== Excerpted records ==
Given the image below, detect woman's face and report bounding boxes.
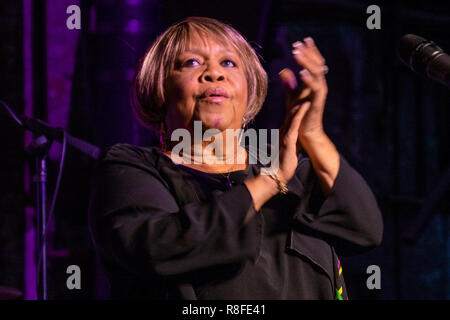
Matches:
[165,36,247,132]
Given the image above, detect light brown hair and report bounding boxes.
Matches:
[132,17,267,130]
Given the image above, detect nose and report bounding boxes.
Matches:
[200,64,225,82]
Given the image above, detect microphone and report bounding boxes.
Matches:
[0,100,103,160]
[397,34,450,88]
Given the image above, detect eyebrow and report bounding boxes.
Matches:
[181,48,235,55]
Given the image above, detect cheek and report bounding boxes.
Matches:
[166,77,195,115]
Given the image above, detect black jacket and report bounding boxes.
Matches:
[90,144,383,299]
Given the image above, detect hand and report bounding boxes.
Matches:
[280,38,328,146]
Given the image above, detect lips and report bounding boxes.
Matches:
[200,88,228,102]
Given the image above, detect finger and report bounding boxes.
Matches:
[278,68,299,110]
[292,49,324,78]
[304,37,325,65]
[278,68,298,90]
[292,41,324,65]
[299,69,326,93]
[283,101,311,147]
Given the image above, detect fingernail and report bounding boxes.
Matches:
[278,68,287,75]
[304,37,314,44]
[300,69,311,77]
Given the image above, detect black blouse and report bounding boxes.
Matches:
[90,144,383,299]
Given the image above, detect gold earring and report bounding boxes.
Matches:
[159,122,166,151]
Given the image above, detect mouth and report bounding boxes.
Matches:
[200,88,229,103]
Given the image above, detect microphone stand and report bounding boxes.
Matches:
[0,100,102,300]
[28,136,52,300]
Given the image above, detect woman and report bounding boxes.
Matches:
[91,17,382,299]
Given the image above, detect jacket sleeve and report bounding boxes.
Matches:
[294,155,383,255]
[90,151,261,275]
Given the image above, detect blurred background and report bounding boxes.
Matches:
[0,0,450,300]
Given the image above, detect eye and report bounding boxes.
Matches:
[183,59,200,68]
[221,59,236,68]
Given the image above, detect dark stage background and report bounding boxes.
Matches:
[0,0,450,299]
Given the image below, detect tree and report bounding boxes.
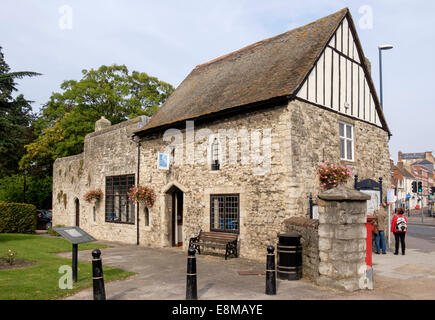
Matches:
[0,174,53,209]
[20,65,174,171]
[0,47,40,178]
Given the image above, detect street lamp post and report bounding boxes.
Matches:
[379,45,393,109]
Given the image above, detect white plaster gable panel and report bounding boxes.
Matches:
[297,17,382,127]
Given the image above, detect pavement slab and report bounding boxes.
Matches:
[60,242,435,300]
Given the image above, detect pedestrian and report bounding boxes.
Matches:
[373,203,388,254]
[391,208,408,255]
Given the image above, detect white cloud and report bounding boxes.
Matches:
[0,0,435,157]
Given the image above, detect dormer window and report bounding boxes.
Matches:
[211,138,220,171]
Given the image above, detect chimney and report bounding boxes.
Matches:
[95,116,112,132]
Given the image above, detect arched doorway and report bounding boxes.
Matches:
[166,186,184,247]
[75,198,80,227]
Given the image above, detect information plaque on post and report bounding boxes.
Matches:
[53,227,97,282]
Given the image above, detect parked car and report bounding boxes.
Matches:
[36,209,52,230]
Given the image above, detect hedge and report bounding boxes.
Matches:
[0,202,36,233]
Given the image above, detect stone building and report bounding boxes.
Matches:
[53,9,391,259]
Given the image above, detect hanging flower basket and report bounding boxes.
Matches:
[127,185,156,208]
[83,189,103,202]
[318,161,353,190]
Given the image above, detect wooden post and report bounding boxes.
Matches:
[92,249,106,300]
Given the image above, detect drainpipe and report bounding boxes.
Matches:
[131,136,140,245]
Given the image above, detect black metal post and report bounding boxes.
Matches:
[379,177,384,204]
[92,249,106,300]
[72,244,79,282]
[310,193,313,219]
[266,246,276,295]
[186,248,198,300]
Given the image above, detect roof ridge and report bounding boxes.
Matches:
[193,7,349,70]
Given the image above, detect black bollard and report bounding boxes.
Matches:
[186,248,198,300]
[72,244,79,282]
[266,246,276,295]
[92,249,106,300]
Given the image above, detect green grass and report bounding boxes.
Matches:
[0,234,135,300]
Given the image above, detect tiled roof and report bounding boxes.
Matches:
[136,8,390,134]
[138,8,349,132]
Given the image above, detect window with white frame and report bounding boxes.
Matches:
[211,138,220,171]
[340,122,354,161]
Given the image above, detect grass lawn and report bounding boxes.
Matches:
[0,234,135,300]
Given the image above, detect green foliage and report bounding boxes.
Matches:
[5,249,17,265]
[0,202,36,233]
[0,175,53,209]
[20,65,174,171]
[0,47,39,178]
[0,234,136,300]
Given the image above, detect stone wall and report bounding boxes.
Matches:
[284,218,320,282]
[283,100,391,218]
[53,117,148,244]
[53,101,390,259]
[317,186,370,291]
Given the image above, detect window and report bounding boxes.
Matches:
[210,194,240,233]
[106,174,134,224]
[211,138,220,171]
[340,122,354,161]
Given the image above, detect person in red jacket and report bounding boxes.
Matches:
[391,208,408,255]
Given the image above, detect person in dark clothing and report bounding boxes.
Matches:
[391,208,408,255]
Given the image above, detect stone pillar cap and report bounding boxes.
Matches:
[319,185,371,201]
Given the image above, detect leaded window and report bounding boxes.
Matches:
[106,174,135,224]
[210,194,240,233]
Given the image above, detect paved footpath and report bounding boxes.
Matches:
[61,243,435,300]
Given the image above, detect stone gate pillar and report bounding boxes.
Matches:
[317,186,370,291]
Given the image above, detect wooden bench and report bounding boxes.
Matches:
[189,230,239,260]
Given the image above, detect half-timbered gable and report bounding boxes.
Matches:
[297,15,383,127]
[53,9,390,259]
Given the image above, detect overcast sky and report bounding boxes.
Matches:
[0,0,435,160]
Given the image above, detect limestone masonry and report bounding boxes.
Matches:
[53,9,391,262]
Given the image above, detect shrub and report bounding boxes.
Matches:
[0,202,36,233]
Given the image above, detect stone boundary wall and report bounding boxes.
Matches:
[317,186,370,291]
[284,217,320,282]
===
● **Task requirements**
Collect every line of the data that contains the string "wooden". Case counts.

● **Problem solution**
Given the image above, detect wooden post and report bounding boxes.
Given the image above, detect wooden bench and report bounding boxes.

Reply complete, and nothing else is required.